Exercise details: Can you copy out the lines of the records below word for word, beginning at the line that has "Tag the concrete" and stopping after the line that has "[(357, 312), (119, 311)]", with the pictures left out?

Photo-based point-labeling data
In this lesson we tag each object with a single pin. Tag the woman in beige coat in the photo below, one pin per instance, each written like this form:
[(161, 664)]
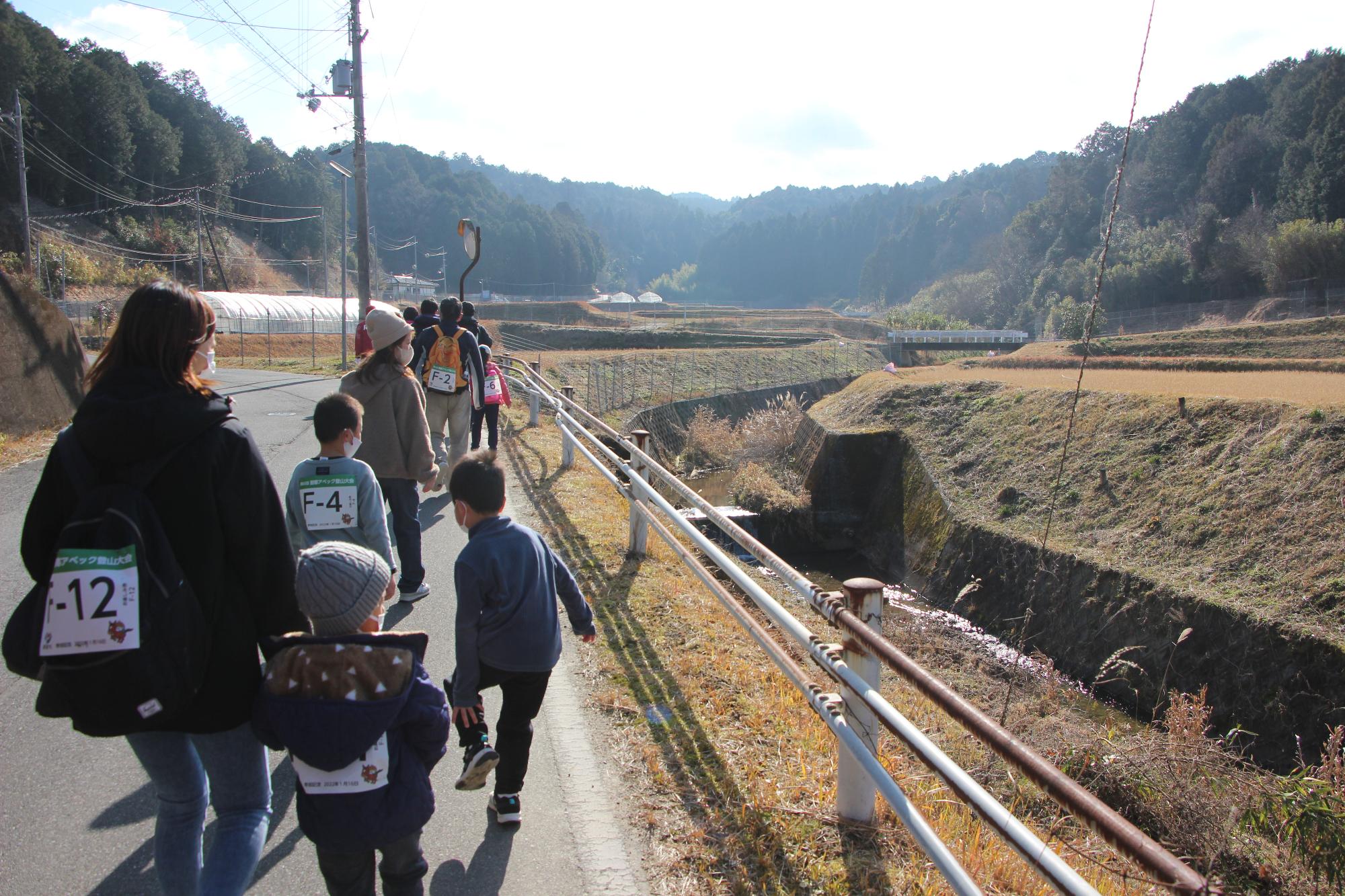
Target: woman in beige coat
[(396, 438)]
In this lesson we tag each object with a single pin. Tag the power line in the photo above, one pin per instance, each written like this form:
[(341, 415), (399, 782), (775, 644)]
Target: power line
[(185, 15)]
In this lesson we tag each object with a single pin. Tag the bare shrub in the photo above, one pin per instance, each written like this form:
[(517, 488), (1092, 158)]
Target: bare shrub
[(767, 435), (711, 440), (761, 490)]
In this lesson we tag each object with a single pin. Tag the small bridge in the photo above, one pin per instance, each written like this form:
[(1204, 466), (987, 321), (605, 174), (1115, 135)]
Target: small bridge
[(903, 341)]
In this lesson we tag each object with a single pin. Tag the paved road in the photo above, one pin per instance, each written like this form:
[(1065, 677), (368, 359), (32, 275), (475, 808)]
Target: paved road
[(77, 813)]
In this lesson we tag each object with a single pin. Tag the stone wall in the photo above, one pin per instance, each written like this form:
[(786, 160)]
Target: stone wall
[(42, 362)]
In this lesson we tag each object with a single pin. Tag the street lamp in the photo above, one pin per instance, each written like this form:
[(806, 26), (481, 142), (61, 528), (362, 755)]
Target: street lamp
[(471, 236), (345, 182)]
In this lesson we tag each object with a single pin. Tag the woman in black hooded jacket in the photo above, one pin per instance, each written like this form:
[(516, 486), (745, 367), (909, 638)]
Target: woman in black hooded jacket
[(221, 514)]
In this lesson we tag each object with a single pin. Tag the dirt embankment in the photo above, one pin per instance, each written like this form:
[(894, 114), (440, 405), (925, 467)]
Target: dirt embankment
[(1226, 522)]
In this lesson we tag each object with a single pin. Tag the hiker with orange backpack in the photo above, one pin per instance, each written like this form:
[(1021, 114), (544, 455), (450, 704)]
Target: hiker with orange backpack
[(455, 380)]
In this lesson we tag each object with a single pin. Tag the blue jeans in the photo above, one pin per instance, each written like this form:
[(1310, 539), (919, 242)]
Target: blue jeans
[(229, 771), (401, 497)]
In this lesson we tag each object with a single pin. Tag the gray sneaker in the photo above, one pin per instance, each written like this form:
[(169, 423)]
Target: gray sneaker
[(412, 596)]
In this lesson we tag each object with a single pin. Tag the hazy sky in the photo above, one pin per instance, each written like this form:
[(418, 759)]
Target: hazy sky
[(728, 97)]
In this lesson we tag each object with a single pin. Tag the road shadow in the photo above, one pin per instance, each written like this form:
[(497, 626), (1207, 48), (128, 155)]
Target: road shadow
[(131, 809), (432, 510), (746, 842), (137, 873), (485, 873)]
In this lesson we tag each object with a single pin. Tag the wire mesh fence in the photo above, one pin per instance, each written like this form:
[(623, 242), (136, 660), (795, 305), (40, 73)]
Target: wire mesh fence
[(633, 380)]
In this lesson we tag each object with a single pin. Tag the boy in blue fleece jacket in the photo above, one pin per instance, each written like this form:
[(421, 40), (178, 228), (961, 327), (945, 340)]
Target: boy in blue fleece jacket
[(509, 631), (362, 721)]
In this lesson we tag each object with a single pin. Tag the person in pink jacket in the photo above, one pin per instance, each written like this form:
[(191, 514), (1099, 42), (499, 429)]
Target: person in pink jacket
[(497, 395)]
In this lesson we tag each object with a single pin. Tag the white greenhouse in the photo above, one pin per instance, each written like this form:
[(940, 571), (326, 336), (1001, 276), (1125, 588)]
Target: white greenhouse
[(259, 313)]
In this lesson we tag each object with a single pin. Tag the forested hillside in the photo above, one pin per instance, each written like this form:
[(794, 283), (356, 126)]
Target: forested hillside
[(1231, 193), (131, 145)]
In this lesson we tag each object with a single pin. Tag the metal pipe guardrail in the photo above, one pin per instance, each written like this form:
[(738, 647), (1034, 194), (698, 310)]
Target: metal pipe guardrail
[(1100, 817)]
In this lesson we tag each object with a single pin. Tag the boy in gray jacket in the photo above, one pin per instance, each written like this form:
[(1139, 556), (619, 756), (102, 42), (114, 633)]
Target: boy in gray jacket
[(334, 497)]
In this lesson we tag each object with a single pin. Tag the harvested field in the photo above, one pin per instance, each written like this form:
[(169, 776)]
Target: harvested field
[(1312, 338), (1293, 386)]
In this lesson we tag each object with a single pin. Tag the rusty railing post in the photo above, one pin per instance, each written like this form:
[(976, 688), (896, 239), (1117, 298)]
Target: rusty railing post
[(567, 439), (856, 790), (640, 528), (535, 397)]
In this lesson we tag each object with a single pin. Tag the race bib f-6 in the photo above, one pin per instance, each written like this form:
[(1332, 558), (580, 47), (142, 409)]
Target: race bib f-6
[(93, 603), (367, 772), (493, 386), (330, 502), (443, 378)]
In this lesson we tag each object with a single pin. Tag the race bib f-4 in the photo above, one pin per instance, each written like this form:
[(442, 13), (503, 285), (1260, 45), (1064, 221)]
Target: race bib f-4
[(443, 378), (93, 603), (330, 502), (367, 772)]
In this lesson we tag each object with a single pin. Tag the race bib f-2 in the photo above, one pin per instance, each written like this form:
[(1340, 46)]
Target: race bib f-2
[(443, 378), (93, 603), (330, 502)]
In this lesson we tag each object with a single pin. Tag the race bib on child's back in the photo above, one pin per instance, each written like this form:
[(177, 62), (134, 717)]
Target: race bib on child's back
[(330, 502), (367, 772), (493, 386), (443, 380), (93, 603)]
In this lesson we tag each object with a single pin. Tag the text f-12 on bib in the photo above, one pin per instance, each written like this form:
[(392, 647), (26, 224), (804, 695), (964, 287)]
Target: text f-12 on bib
[(93, 603), (330, 502)]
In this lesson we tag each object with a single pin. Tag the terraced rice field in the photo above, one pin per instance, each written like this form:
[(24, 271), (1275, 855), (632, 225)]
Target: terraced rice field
[(1293, 386)]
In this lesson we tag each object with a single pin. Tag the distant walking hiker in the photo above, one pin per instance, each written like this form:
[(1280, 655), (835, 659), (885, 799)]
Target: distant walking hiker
[(509, 631), (166, 493), (497, 395), (454, 380), (396, 438)]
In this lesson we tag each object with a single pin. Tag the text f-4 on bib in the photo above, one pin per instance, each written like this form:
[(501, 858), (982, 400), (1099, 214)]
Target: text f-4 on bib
[(442, 380), (93, 603), (367, 772), (330, 502)]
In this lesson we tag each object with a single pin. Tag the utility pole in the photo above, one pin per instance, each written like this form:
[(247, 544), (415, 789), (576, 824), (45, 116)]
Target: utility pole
[(357, 40), (201, 248), (24, 182), (326, 257)]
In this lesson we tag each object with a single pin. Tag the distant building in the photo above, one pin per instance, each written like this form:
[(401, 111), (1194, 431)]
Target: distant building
[(410, 287)]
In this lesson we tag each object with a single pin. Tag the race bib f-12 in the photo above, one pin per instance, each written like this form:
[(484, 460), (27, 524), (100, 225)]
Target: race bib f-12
[(93, 603)]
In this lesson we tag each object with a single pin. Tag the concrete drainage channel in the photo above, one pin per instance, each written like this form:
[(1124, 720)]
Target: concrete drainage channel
[(856, 709)]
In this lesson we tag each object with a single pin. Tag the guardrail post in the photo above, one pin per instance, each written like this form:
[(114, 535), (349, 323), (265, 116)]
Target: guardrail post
[(640, 528), (567, 440), (856, 791), (535, 397)]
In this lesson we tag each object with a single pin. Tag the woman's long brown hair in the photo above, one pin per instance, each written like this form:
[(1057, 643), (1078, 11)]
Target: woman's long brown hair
[(161, 327)]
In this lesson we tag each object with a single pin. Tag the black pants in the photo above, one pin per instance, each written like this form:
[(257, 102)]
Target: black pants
[(524, 693), (403, 869), (401, 497), (492, 415)]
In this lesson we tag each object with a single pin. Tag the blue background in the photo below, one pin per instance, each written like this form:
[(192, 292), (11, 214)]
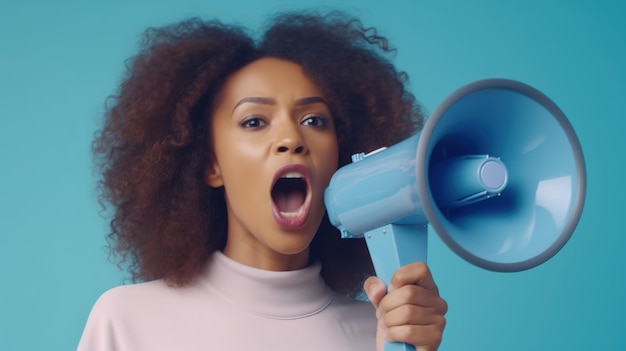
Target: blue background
[(60, 59)]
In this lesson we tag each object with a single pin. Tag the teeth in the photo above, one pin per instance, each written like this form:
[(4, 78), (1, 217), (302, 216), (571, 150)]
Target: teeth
[(292, 214), (292, 175)]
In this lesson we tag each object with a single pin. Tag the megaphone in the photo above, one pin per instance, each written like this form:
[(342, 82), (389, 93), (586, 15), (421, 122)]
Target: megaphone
[(497, 171)]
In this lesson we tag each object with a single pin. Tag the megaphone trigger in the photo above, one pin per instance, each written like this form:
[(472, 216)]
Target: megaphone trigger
[(497, 171)]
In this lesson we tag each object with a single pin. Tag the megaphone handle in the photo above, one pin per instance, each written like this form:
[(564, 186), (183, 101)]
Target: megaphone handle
[(391, 247)]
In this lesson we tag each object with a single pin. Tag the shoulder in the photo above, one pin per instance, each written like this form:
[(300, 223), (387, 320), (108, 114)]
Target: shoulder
[(357, 312), (119, 311)]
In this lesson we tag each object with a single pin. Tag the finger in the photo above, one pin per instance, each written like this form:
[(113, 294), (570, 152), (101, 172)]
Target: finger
[(411, 315), (413, 295), (375, 290), (427, 337), (416, 273)]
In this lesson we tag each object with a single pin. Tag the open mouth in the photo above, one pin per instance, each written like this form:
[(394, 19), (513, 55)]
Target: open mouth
[(291, 196)]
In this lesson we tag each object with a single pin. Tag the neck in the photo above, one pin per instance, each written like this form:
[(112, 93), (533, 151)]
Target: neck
[(267, 259)]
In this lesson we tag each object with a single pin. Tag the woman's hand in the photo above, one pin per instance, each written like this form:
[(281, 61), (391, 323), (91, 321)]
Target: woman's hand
[(412, 311)]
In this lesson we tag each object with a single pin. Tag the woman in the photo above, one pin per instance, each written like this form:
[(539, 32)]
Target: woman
[(215, 154)]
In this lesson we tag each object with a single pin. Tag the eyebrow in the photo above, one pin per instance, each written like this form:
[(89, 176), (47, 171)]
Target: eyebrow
[(269, 101)]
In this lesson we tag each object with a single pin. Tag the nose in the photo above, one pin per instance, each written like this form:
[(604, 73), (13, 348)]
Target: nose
[(290, 140)]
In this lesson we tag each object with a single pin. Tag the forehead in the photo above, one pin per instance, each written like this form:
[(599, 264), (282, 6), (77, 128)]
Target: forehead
[(269, 77)]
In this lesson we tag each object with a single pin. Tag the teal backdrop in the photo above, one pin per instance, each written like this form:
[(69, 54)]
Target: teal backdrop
[(60, 59)]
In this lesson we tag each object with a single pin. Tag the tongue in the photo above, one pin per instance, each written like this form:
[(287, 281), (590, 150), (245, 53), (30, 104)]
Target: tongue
[(289, 201)]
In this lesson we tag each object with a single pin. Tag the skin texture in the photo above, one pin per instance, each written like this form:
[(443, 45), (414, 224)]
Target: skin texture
[(270, 116), (412, 311), (165, 185)]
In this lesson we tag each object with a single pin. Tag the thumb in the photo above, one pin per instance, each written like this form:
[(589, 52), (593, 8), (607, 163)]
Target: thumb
[(375, 290)]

Output of the task:
In this lesson we tag each object with a single pin. Tag the concrete drainage channel in the photo above, one pin per instance, each written like this form:
[(1124, 720)]
Target: concrete drainage channel
[(856, 709)]
In this lesson we tag each object with a single pin. Tag the guardrail post in the photo above, one pin per instance, each written like this form:
[(114, 535), (349, 323), (265, 116)]
Target: guardrail post
[(640, 528), (567, 440), (856, 791), (535, 397)]
In this lesson we tag each object with a single pin. Tag the woman's long brown hair in the photo above, one pin per instance, each written like this form:
[(1057, 643), (1078, 11)]
Target: woman's long brown hair
[(161, 327)]
In this lesson we tag each object with a single pin. Tag the black pants in the photo above, one pin per instance, each written like this form:
[(257, 102)]
Target: black pants
[(524, 693), (403, 869), (401, 497), (492, 415)]
In this lesson we tag each object with a single pin. Tag the blue background in the photo below, one pin per instance, each written like this form:
[(192, 292), (11, 214)]
Target: blue background
[(60, 59)]
In this lesson we tag each object with a single pin. Tag the teeth in the photo above, one pin per instance, each written like this form:
[(4, 78), (1, 217), (302, 216), (571, 150)]
Target: teeth
[(292, 214), (292, 175)]
In this lesson we tag each object with a single pin. Tag the megaphone in the photo above, one pin per instance, each written like this form:
[(342, 82), (389, 93), (586, 15), (421, 122)]
Target: megaphone
[(497, 171)]
In this lesson we tag each object with a single pin. Tag the megaphone trigger in the photo above, one pin per instance, each written like this form:
[(472, 216)]
Target: megaphone trigger
[(497, 171)]
In this lesson we tag each object with a single pin. Tag the megaphone handle in the photo above, one pin per instance, each written like this form:
[(564, 186), (183, 101)]
Target: megaphone handle
[(391, 247)]
In this lesson we tag each object with a single pin. Tag the shoulder in the photo above, one pin per instance, each written like this form:
[(300, 223), (387, 320), (108, 114)]
Target: shoulder
[(357, 312), (119, 311)]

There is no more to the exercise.